_Given records_:
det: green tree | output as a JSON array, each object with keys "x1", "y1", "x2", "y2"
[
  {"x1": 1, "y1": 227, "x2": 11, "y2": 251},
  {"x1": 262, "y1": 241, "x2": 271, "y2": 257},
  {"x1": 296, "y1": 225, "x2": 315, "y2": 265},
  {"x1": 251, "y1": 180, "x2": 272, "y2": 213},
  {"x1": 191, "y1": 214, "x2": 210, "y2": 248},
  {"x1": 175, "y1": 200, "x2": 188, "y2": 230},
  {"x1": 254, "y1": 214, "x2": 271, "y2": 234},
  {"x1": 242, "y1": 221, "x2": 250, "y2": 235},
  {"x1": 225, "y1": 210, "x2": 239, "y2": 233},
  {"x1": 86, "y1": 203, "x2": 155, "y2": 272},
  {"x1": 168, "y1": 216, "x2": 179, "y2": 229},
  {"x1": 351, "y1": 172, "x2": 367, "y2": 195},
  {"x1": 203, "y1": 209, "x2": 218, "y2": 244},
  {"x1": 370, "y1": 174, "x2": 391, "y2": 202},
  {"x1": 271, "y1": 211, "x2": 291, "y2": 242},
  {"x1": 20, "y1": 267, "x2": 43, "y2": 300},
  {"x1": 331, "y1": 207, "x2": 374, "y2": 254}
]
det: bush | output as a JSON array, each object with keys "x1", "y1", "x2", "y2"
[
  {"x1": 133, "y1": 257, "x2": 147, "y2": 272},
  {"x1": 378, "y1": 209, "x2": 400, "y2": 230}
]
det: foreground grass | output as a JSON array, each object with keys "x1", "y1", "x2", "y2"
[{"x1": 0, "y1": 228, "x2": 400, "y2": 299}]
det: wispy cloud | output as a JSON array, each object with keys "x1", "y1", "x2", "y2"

_Aim_: From the items above, pick out every line that contains the string "JSON" and copy those lines in their original order.

_Reply_:
det: green tree | output as a JSON array, each object with keys "x1", "y1", "x2", "y2"
det: bush | output as a JSON array, each object with keys "x1", "y1", "x2", "y2"
det: foreground grass | output as a JSON array, each object with keys "x1", "y1", "x2", "y2"
det: wispy cloud | output as a JSON array, each object with keys "x1", "y1", "x2", "y2"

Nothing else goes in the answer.